Please copy the records exactly as they appear, with all pictures left out.

** DATA SECTION follows **

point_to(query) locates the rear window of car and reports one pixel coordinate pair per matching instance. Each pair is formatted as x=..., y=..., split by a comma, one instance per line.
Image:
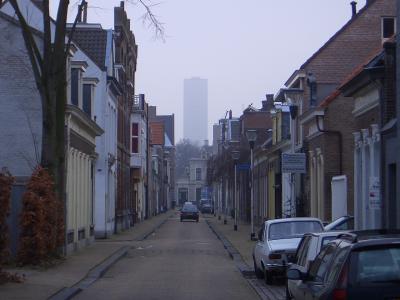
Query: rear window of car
x=326, y=240
x=189, y=208
x=377, y=265
x=293, y=229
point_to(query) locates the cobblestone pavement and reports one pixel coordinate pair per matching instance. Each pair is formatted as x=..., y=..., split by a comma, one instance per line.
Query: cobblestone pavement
x=240, y=240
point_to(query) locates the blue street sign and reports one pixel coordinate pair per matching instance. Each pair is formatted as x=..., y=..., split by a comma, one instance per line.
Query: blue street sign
x=243, y=167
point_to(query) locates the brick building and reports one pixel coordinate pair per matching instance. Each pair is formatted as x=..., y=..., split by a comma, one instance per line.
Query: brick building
x=318, y=78
x=125, y=59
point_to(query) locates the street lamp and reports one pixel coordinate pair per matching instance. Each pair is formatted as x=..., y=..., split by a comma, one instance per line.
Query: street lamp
x=251, y=135
x=235, y=155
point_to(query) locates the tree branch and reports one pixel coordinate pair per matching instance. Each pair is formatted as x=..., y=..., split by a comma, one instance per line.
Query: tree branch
x=47, y=33
x=30, y=44
x=71, y=33
x=151, y=18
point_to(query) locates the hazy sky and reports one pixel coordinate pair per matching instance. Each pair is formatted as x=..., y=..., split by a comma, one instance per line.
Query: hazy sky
x=245, y=48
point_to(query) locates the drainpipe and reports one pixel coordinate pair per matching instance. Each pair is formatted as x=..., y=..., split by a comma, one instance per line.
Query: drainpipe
x=340, y=137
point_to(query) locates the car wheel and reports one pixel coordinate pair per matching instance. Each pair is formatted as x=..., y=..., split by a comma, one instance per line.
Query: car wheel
x=257, y=271
x=267, y=277
x=288, y=297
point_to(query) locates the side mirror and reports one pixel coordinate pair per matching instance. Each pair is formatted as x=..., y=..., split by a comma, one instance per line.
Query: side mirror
x=295, y=274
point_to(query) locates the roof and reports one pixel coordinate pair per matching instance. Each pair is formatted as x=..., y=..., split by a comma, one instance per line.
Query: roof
x=93, y=41
x=360, y=12
x=325, y=233
x=356, y=71
x=292, y=220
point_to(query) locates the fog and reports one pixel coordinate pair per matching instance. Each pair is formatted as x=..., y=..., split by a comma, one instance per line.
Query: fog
x=244, y=48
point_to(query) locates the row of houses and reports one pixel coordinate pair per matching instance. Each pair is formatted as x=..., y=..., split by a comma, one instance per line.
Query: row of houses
x=119, y=152
x=327, y=142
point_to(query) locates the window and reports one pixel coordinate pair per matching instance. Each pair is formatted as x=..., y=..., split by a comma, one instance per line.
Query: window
x=198, y=194
x=388, y=27
x=292, y=229
x=75, y=86
x=87, y=99
x=337, y=264
x=378, y=265
x=301, y=258
x=321, y=264
x=135, y=138
x=198, y=174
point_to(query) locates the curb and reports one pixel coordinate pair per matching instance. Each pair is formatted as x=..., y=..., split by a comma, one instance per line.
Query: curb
x=242, y=266
x=93, y=275
x=147, y=234
x=234, y=254
x=99, y=270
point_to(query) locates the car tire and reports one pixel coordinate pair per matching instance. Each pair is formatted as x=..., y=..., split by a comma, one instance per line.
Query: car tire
x=267, y=277
x=288, y=297
x=257, y=271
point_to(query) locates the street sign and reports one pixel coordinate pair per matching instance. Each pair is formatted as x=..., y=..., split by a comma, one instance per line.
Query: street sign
x=293, y=163
x=243, y=167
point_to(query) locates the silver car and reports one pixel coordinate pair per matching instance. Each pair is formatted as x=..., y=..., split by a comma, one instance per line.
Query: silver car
x=277, y=244
x=310, y=246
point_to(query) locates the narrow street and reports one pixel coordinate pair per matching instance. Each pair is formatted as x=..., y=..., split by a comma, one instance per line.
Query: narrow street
x=179, y=261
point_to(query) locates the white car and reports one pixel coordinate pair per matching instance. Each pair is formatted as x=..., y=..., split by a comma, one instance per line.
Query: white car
x=309, y=247
x=277, y=244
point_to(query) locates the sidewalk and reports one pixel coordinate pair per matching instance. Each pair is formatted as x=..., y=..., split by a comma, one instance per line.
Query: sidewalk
x=240, y=248
x=82, y=267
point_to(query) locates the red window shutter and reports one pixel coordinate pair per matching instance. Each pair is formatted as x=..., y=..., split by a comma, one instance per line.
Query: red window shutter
x=135, y=129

** End of DATA SECTION **

_TASK OUTPUT:_
point_to(query) locates the rear window of car and reports one pixel coordinate pair per matching instance. Each pair is formatted as x=..., y=..., split by a comma, one instance per line.
Image:
Query: rear window of car
x=326, y=240
x=189, y=208
x=377, y=265
x=293, y=229
point_to(query) locates the cobblestone pavement and reports one pixel coordinate pair per matching instance. Each pair is formatted as x=..., y=..., split by a comma, one instance per line.
Query: cobblestone pavement
x=240, y=240
point_to(query) locates the blue street sign and reports one pixel coordinate pair per matching instance. Each pair is formatted as x=..., y=..., split by a comma, one instance per line.
Query: blue street sign
x=243, y=167
point_to(query) locates the brick building and reports one pixel coordinate pair per matching instance. Each pair is formatted as x=..., y=..., split by a comma, one instance per line.
Query: brick building
x=318, y=78
x=125, y=59
point_to(query) locates the street lamp and reports one pixel coordinate pair per matching instance. Each pair is formatted as x=..., y=..., split by a comma, one instance per line.
Query: street lamp
x=251, y=135
x=235, y=155
point_to(query) locates the tree branch and reports one pixel coordinate pair per matching instance. Each pair is formatted as x=..., y=..., split by a comma, one instance per line.
Query: tree branch
x=47, y=33
x=30, y=44
x=71, y=33
x=151, y=18
point_to(query) locates the hazy sky and reports one pixel coordinate pair per matching instance. Each pair is formatted as x=..., y=..., split by a comma, one instance per line.
Query: hazy sky
x=245, y=48
point_to(query) locates the drainpipe and reports one pixel coordinate pair per matching instance. Each pair is formatted as x=..., y=..., split by a comma, one instance per line.
Query: drainpipe
x=340, y=137
point_to(query) locates the car wheel and reports one pixel coordinate pair per matching instance. Each pair is formatted as x=..., y=..., split by a comma, one instance per line.
Query: car wheel
x=257, y=271
x=267, y=277
x=288, y=297
point_to(query) locates the side mirror and reports one pixel coordinate pair per matching instance. Each pair is formatted as x=..., y=..., split by a comma, one instance per line.
Query: side mirror
x=295, y=274
point_to(query) locates the roof and reports one pixel coordinate pair per matching instance. Each pair is formatted as x=..., y=..., split by a comma, one instance per line.
Query: roof
x=93, y=41
x=360, y=12
x=325, y=233
x=356, y=71
x=292, y=220
point_to(query) locates the fog and reports one pixel coordinate pair per matching instance. Each pair is formatted as x=..., y=..., split by a comma, one instance per line.
Query: fog
x=244, y=48
point_to(query) locates the row of houses and reports one pixel coordinate pair per matching instance. Each pair is formatted as x=..., y=..., split by a comma, one instance per line.
Query: row of houses
x=119, y=152
x=327, y=142
point_to(query) locates the window and reports one pixel coordinate pair per matching instance. Each pair is formatted as x=..., y=..., split by a comma, one instance per line.
Query: window
x=198, y=194
x=388, y=27
x=292, y=229
x=75, y=86
x=87, y=99
x=337, y=264
x=378, y=265
x=301, y=258
x=321, y=264
x=135, y=138
x=198, y=174
point_to(query) locates the curb and reports one pixel coordinate pair per matching instance. Each pair is formatted as x=..., y=..., split by a comma, one instance per line.
Query: curb
x=242, y=266
x=93, y=275
x=147, y=234
x=234, y=254
x=99, y=270
point_to(query) locates the car tire and reports one pixel coordinate pair per matching instance. Each pair is formatted as x=..., y=..., split by a comma, one instance per line.
Query: car tire
x=267, y=277
x=288, y=297
x=257, y=271
point_to(query) locates the street sign and reports one pixel coordinate pair per matching instance. Each pair is formatted as x=..., y=..., split by a comma, one instance per line.
Query: street sign
x=293, y=163
x=243, y=167
point_to(query) locates the silver car and reports one pixel coordinate pair per matching instance. Each pair is formatted as x=..., y=..., split by a comma, one instance per line.
Query: silver car
x=277, y=244
x=310, y=246
point_to(query) locates the narrow street and reports one pixel coordinate pair per matching instance. Each pair is formatted as x=..., y=..., split by a comma, one instance per line.
Query: narrow street
x=179, y=261
point_to(query) locates the white car and reports one pixel coordinate pair per matching instance. Each pair is formatted as x=..., y=..., split by a comma, one instance per line.
Query: white car
x=309, y=247
x=277, y=244
point_to(query) locates the sidewalk and reports one pixel coordinate pair per matching instance. Each pair is formatted as x=..., y=..., split by a comma, one instance per line.
Query: sidewalk
x=240, y=248
x=82, y=267
point_to(query) locates the red window shutter and reports one pixel coordinate pair per matching instance. Each pair is formatted as x=..., y=..., split by a comma, one instance per line.
Query: red window shutter
x=135, y=129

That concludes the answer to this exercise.